Texte source
>>>>>

Le PNUE estime maintenant que les pays en développement auront besoin de 215 à 387 milliards de dollars par an pour leur adaptation au changement climatique au cours de la prochaine décennie. Au-delà de 2030, les coûts d’adaptation devraient encore augmenter de manière significative.
Le rapport met en lumière plusieurs sources de financement potentielles, notamment le secteur privé et les réformes proposées par les pays en développement au sein de la Banque mondiale et du Fonds monétaire international (FMI) pour aligner leurs priorités sur le climat. Antonio Guterres suggère également qu’une partie du financement devrait incomber aux géants de l’industrie fossile, via une taxe exceptionnelle. « Les barons des combustibles fossiles et ceux qui les soutiennent ont contribué à créer ce gâchis ; ils doivent soutenir ceux qui en souffrent », déclare-t-il.

<<<<<

Vos tâches
A - D'après le texte sur le financement de l'adaptation climatique, de combien les pays en développement auront-ils besoin chaque année au cours de la prochaine décennie ?
B - Poursuivez le texte sur le financement de l'adaptation climatique après sa dernière phrase.
Les entrées qui suivent n'ont aucun rôle ici.

Entrées enregistrées
>>>>>

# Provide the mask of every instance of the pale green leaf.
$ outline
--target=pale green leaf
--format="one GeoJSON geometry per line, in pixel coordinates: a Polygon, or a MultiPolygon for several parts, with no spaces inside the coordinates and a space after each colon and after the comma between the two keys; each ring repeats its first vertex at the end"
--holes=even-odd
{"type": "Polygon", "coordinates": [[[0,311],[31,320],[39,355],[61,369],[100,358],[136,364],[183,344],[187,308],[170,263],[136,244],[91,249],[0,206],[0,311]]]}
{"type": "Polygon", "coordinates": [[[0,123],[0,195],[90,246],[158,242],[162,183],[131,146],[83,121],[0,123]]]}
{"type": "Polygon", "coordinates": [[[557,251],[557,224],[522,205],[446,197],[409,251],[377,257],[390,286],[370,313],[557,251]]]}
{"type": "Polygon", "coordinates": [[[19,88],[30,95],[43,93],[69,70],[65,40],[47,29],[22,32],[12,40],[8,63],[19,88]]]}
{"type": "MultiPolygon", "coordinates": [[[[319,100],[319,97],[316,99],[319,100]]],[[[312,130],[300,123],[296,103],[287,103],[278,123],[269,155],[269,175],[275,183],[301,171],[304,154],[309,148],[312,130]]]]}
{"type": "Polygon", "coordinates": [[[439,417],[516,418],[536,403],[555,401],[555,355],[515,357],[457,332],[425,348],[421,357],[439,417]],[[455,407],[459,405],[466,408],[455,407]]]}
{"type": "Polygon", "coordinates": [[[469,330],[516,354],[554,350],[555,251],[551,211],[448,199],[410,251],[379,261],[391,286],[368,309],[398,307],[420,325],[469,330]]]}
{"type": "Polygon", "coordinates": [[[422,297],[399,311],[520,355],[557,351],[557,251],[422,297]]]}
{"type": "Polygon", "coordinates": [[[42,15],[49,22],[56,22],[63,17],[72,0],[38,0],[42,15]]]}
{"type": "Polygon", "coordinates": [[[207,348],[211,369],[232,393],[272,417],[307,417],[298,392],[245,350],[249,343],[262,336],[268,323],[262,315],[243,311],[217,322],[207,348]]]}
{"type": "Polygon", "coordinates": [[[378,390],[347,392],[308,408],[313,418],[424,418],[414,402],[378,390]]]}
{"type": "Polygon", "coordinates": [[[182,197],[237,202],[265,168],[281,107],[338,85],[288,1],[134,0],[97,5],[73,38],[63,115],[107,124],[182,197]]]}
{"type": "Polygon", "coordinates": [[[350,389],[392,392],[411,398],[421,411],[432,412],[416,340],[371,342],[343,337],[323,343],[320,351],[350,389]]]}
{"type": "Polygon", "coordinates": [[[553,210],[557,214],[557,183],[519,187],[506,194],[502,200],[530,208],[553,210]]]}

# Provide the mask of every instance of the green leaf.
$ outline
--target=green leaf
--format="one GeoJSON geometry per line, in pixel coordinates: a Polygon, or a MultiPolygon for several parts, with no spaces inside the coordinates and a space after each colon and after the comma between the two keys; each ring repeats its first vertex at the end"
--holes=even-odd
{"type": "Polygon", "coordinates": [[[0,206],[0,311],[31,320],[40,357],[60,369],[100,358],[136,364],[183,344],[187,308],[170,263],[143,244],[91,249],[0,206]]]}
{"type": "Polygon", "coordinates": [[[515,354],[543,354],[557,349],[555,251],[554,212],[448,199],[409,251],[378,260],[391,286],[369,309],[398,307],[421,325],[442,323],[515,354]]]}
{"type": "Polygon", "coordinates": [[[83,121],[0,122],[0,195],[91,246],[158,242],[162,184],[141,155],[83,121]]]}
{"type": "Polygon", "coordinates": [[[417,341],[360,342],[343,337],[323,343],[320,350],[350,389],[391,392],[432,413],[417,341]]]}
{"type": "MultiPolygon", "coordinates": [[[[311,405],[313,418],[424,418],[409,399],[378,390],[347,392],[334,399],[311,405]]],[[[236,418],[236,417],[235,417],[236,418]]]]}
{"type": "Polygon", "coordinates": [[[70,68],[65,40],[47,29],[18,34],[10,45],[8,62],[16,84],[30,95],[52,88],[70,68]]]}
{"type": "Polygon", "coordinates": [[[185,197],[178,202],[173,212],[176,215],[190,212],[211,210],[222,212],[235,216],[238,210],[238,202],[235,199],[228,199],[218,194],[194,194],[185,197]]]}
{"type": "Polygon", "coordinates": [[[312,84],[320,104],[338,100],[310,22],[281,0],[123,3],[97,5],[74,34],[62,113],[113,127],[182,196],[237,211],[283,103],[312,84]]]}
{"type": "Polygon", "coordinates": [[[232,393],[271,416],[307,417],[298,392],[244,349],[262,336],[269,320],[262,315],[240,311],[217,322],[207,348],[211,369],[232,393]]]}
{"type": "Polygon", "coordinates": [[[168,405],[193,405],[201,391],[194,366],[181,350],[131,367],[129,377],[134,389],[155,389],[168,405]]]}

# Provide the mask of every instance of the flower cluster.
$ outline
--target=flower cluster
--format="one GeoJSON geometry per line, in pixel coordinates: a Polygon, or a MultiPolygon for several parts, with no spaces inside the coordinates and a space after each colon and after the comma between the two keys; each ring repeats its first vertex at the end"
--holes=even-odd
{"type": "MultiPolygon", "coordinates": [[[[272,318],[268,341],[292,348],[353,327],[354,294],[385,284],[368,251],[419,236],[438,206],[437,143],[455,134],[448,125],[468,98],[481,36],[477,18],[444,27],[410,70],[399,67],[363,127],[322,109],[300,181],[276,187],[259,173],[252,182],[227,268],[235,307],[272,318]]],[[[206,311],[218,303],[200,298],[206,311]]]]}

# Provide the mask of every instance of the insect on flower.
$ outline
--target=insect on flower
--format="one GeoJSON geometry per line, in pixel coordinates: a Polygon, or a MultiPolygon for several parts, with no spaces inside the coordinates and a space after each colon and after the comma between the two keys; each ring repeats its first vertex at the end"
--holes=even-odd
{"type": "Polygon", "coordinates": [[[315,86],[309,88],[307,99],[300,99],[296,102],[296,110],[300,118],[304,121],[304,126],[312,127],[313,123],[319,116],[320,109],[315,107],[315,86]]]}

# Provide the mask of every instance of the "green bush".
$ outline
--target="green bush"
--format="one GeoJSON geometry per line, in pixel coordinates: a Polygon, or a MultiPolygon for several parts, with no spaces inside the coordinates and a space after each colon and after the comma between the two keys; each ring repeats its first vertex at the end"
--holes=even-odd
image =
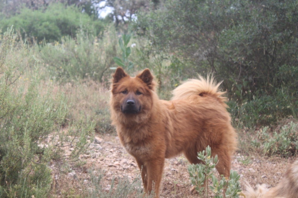
{"type": "Polygon", "coordinates": [[[260,129],[256,138],[252,141],[252,144],[260,148],[264,155],[288,157],[297,154],[298,124],[291,121],[271,134],[268,127],[260,129]]]}
{"type": "Polygon", "coordinates": [[[61,44],[45,44],[39,54],[52,78],[63,81],[90,78],[102,82],[108,81],[105,75],[114,64],[117,43],[115,29],[111,26],[102,39],[81,32],[76,39],[68,37],[61,44]]]}
{"type": "Polygon", "coordinates": [[[277,123],[283,118],[298,114],[298,102],[294,94],[287,89],[277,89],[274,96],[257,94],[251,100],[237,103],[235,100],[228,103],[229,109],[235,125],[253,127],[277,123]]]}
{"type": "Polygon", "coordinates": [[[0,196],[46,197],[52,182],[49,162],[77,160],[94,126],[60,131],[68,113],[66,98],[50,87],[41,89],[37,69],[32,79],[22,79],[24,70],[37,63],[15,38],[10,30],[0,45],[0,196]],[[67,146],[74,149],[66,155],[62,148],[67,146]]]}
{"type": "Polygon", "coordinates": [[[244,122],[276,124],[297,116],[297,3],[174,0],[138,12],[133,28],[148,40],[148,56],[189,63],[178,65],[182,78],[211,72],[223,80],[228,97],[253,111],[240,110],[244,122]]]}
{"type": "Polygon", "coordinates": [[[61,3],[52,4],[44,10],[24,8],[19,14],[1,20],[0,29],[4,31],[13,25],[23,39],[38,43],[44,39],[49,42],[60,41],[63,36],[74,37],[80,29],[97,36],[104,28],[101,21],[94,20],[74,6],[61,3]]]}
{"type": "Polygon", "coordinates": [[[227,179],[221,175],[219,181],[214,175],[214,169],[218,162],[217,155],[211,157],[210,147],[208,146],[205,150],[198,153],[198,158],[202,161],[202,164],[190,165],[188,172],[192,183],[200,196],[209,197],[208,189],[210,188],[215,197],[239,197],[241,191],[239,181],[240,175],[231,170],[229,178],[227,179]],[[210,180],[212,184],[209,186],[208,181],[210,180]],[[204,186],[204,184],[206,186],[204,186]]]}

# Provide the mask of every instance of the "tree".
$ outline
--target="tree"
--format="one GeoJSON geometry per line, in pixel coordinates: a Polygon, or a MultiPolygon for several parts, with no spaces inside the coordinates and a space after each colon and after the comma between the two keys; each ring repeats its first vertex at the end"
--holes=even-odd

<<<<<

Réponses
A - De 215 à 387 milliards de dollars par an.

B -
Quoi qu’il en soit, le rapport souligne que l’adaptation est un investissement judicieux, citant des études montrant qu’un milliard investi dans la prévention des inondations côtières permet de réduire de 14 milliards de dollars les dommages économiques. Il est donc impératif que des mesures immédiates et substantielles soient prises pour combler le déficit de financement et garantir un avenir plus sûr pour les populations les plus vulnérables de notre planète.